──────── Input material
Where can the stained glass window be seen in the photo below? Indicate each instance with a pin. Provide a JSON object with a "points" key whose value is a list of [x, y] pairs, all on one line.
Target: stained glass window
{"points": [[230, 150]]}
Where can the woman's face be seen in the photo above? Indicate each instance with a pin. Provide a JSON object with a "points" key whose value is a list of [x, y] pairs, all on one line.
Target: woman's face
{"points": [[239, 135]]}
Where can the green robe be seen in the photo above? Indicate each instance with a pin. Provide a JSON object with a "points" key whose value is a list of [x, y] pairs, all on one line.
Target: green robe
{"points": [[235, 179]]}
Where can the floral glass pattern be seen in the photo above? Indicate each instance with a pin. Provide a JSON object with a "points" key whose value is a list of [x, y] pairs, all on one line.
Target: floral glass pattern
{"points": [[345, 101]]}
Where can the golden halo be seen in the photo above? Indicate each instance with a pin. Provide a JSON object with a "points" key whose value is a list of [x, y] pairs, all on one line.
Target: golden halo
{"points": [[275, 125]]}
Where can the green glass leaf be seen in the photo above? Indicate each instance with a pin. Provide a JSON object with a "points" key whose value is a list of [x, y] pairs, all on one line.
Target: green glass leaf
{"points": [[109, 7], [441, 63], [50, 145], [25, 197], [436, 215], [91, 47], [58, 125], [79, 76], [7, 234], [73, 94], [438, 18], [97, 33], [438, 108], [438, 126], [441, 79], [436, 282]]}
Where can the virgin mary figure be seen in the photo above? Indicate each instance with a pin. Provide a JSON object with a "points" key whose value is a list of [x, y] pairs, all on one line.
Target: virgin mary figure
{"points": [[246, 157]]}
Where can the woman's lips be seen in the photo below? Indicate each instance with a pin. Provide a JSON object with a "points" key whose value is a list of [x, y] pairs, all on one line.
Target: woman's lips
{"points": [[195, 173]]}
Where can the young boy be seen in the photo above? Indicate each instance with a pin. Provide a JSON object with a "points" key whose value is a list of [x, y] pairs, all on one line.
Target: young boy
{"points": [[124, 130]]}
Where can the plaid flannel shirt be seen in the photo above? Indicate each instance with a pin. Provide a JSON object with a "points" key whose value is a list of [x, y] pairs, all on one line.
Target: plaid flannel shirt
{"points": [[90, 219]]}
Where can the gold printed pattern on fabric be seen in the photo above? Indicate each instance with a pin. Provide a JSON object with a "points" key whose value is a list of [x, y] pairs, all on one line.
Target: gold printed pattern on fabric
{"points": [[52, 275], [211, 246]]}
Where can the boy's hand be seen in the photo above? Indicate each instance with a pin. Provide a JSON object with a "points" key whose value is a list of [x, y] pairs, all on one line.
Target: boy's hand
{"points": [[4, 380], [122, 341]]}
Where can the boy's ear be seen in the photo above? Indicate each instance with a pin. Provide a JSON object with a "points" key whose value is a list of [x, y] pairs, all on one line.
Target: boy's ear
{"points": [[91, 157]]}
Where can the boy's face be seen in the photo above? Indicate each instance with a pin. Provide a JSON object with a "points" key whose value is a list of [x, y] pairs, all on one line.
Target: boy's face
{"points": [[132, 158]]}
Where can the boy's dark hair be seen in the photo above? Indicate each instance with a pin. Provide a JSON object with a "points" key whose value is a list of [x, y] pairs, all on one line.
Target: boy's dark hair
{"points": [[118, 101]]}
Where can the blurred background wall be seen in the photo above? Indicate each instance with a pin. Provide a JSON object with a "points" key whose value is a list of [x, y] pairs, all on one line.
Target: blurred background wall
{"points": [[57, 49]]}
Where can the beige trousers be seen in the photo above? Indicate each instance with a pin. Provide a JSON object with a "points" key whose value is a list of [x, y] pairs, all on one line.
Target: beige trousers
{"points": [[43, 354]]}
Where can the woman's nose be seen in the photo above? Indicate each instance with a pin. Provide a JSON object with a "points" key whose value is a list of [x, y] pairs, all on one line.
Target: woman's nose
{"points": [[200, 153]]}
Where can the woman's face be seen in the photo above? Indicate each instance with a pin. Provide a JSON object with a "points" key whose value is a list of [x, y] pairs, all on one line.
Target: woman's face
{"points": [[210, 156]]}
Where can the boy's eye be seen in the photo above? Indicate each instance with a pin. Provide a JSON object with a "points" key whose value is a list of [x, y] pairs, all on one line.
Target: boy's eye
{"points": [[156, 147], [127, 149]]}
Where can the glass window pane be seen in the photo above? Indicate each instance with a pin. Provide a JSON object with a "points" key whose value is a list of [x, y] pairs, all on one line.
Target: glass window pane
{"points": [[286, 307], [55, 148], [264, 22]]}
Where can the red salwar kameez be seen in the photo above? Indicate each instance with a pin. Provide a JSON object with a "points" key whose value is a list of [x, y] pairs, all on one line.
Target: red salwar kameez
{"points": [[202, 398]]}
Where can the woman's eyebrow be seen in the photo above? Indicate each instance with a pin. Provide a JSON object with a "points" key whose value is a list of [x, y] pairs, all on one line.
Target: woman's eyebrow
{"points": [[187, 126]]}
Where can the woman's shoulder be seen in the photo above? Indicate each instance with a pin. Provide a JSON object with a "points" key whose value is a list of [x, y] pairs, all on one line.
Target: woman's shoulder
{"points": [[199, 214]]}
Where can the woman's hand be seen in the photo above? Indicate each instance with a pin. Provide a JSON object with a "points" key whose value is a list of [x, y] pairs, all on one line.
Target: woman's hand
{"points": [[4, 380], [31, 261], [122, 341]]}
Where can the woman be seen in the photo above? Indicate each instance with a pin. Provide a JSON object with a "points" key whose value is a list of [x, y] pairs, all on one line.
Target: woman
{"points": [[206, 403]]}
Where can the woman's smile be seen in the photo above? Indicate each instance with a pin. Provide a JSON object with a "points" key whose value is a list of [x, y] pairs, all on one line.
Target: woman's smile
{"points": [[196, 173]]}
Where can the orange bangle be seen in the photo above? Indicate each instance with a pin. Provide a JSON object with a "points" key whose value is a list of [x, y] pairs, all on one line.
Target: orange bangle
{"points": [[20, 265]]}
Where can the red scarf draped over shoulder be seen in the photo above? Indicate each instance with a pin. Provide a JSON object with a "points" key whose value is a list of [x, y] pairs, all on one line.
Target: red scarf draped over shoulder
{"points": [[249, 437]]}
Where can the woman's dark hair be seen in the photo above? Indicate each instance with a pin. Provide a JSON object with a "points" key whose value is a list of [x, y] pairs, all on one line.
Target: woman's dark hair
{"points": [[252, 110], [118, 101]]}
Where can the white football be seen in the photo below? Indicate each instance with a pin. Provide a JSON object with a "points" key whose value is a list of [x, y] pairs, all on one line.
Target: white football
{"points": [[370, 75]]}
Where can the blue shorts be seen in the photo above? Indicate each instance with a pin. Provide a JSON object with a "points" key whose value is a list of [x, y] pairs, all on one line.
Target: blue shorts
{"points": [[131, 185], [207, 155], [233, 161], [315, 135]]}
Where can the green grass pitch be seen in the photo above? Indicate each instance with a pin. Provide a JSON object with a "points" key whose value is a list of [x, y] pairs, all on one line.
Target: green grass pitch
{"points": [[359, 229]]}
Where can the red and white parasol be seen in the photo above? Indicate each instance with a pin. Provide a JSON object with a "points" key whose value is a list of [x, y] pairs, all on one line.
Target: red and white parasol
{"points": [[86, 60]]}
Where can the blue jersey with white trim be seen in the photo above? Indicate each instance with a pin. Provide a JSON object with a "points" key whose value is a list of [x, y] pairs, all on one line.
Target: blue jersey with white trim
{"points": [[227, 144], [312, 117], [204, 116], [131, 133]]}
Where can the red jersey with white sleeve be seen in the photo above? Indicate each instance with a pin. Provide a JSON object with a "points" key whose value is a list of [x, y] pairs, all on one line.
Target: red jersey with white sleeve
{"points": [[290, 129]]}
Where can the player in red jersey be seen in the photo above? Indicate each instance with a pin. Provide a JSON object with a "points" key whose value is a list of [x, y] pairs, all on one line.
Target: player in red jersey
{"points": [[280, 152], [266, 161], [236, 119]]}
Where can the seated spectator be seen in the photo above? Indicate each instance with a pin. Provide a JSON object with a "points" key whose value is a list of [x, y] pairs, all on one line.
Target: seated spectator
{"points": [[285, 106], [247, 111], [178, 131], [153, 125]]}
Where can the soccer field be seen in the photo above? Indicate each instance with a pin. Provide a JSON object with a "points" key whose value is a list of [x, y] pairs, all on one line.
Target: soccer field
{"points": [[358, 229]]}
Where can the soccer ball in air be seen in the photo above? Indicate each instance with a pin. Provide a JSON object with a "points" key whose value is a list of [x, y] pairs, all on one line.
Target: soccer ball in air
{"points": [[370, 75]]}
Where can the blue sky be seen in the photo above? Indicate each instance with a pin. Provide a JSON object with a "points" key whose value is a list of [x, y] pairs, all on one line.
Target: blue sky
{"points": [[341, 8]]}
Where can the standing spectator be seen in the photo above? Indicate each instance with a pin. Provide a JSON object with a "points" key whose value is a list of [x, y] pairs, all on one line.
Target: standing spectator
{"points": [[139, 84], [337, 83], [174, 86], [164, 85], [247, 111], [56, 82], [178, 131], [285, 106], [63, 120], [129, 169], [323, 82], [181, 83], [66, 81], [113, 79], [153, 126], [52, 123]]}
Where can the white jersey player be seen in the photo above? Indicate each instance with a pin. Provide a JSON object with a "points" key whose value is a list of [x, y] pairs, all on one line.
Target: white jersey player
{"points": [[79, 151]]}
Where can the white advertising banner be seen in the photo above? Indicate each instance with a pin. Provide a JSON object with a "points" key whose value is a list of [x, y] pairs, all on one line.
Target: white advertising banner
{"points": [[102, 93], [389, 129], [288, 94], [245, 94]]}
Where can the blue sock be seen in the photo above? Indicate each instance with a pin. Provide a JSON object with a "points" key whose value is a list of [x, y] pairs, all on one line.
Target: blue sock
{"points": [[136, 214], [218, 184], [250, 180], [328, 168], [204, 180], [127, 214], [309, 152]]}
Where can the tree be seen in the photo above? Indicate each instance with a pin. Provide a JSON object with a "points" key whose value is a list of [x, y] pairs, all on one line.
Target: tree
────────────────
Task to complete: Your answer should be the lines above, from the line containing "Target: glass window pane" up to and including the line containing "Where can the woman's eyebrow", reproduced exactly and with nothing else.

Result of this exercise:
Target: glass window pane
{"points": [[286, 307], [55, 148], [264, 22]]}
Where can the red salwar kameez be seen in the photo above? Indicate each instance with a pin. Provide a JSON object with a "points" key whose value is a list of [x, y] pairs, all on one line.
Target: red salwar kameez
{"points": [[202, 398]]}
Where can the woman's eyebrow be seen in the photo above? Indicate each instance with a pin. Provide a JSON object with a "points" key whose value is a list of [x, y] pairs, all on one line.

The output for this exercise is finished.